▸ **SOURCE EXTRACT**:
· · ·

If you can see the signs that show that a parent is struggling, you can step up as a friend, neighbour, co-worker, or even a fellow parent and offer help.

Confused about where to start and what to say? We have some ideas.


1. Start with small acts of kindness


It’s the little acts of kindness that go a long way.

Offer to bring over some dinner or babysit the kids so they can run errands they’ve been meaning to do for a while.

One fellow mum at my kid’s school took me aside and told me to consider the struggling single parents when assigning duties. She suggested that giving them a choice to pick one of the easier tasks would help them feel included but at the same time wouldn’t be too burdensome.

Sure enough, when the list went up, I could see the relief on their faces. Not only were they happy they had the easier tasks, but they also didn’t feel like they’d been left out.

2. Listen


Sometimes all a struggling parent needs is a friend who understands without judgement. Maybe their child is a special needs child or has been diagnosed with a condition, and they need to just express their frustration and confusion as they come to terms with it.

Before you start to offer some well-intentioned advice, stop!
Instead, just listen and be there.

All this parent needed was someone they could vent to—someone who would listen to them without judgment or telling them they were being ungrateful.

3. Ask


Another great idea is to ask them if they just want to vent or would like you to offer some advice.

Sometimes a struggling parent will turn around and ask you, ” I really don’t know what to do! Should I start the treatment or should I go for a second opinion?”

Other times they’ll just say it loud and clear:  “I really don’t know what to do! Ugh, I wish this wasn’t happening to me.”

4. Praise their parenting


Oh God! If I could tell you the amount of self-doubt parents have about their parenting skills. We do it day in and day out, but the minute our child misses a shot or acts out or even falls ill, we point our own fingers at our parenting skills.

And the guilt piles up, so, so fast!
“Maybe it was because I let her watch too much screen.”
“I wish I was a better mom and could spend more time with the kids.”

You know how those thoughts go.
So if you are wondering what you could say to help a struggling parent, you could mention how they are nailing the parenting game.

“I love the way you’ve taught your kids to say please and thank you.”

· · ·

▸ **DATA**:

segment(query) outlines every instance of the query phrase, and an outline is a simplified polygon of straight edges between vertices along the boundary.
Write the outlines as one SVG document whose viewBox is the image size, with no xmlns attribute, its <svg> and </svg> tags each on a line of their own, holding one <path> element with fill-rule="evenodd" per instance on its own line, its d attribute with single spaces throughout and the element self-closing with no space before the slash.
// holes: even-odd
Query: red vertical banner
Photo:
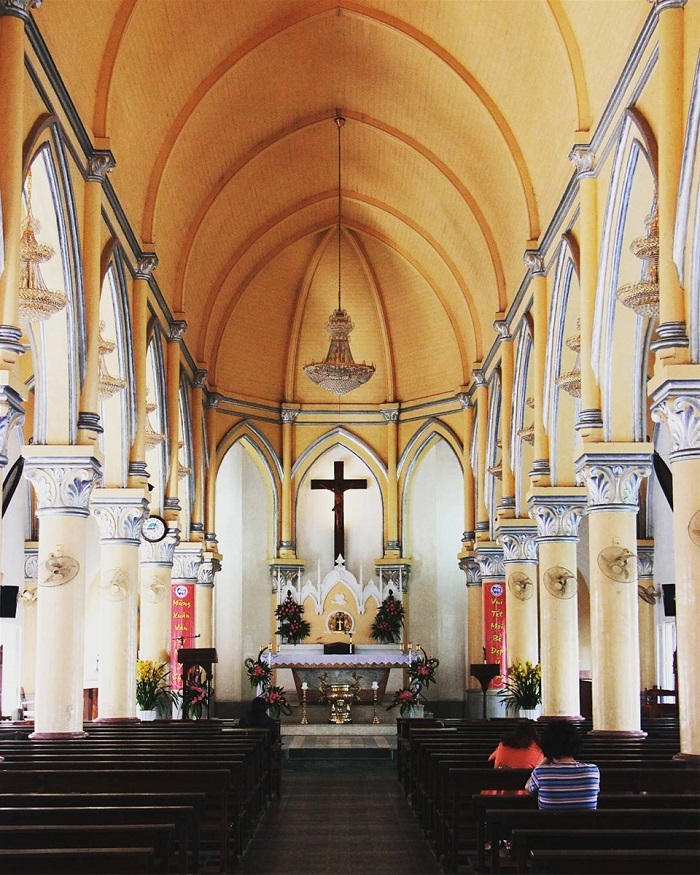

· · ·

▸ **WHAT YOU NEED TO DO**:
a: List every numbered tip heading in the piece on helping a struggling parent.
b: Proceed with the piece on helping a struggling parent, picking up after its final sentence.
The entries have nothing to do with the piece on helping a struggling parent.

▸ **ANSWERS TO THE TASKS**:
a:
Start with small acts of kindness
Listen
Ask
Praise their parenting

b:
“You’ve done such a great job with the kids. They seem so happy.”

Find something you really appreciate about their parenting and tell them. It is best to mention them casually at pick-ups and drop-offs. They’re the perfect pat on the back that they need to keep them feeling like they’re doing something right!

5. Show up and go the extra mile


It’s easy to overlook the needs of others when life gets busy. Make sure you show up and follow through on your promise.

One of the mums in my son’s class was so empathic. When her son’s best friend’s had a sibling, the mother was diagnosed with PPD. Her son mentioned that his best friend was dropping out of football practise because his mum couldn’t do pick-ups and drop-offs- thanks to the baby.

She offered to pick up and drop off her older child for playdates and football practise, giving the mother time to deal with postpartum depression.

How do you make your parents feel better?


Sometimes it’s not just parents with young kids, but older parents who may be struggling. A struggling parent can be worried or stressed by anything from health concerns to financial issues to marital problems.

If you have a parent who is struggling, try being there for them when they need you. Make sure that you are available when they call and be sure to visit when you can.

If they are struggling with health issues, you could arrange for their medical needs and get them the help they need. Bring joy to their life and enjoy the little things in life with them.

Remember that while you may not be able to solve all the problems of a struggling parent, you can give them hope by letting them know that they are loved.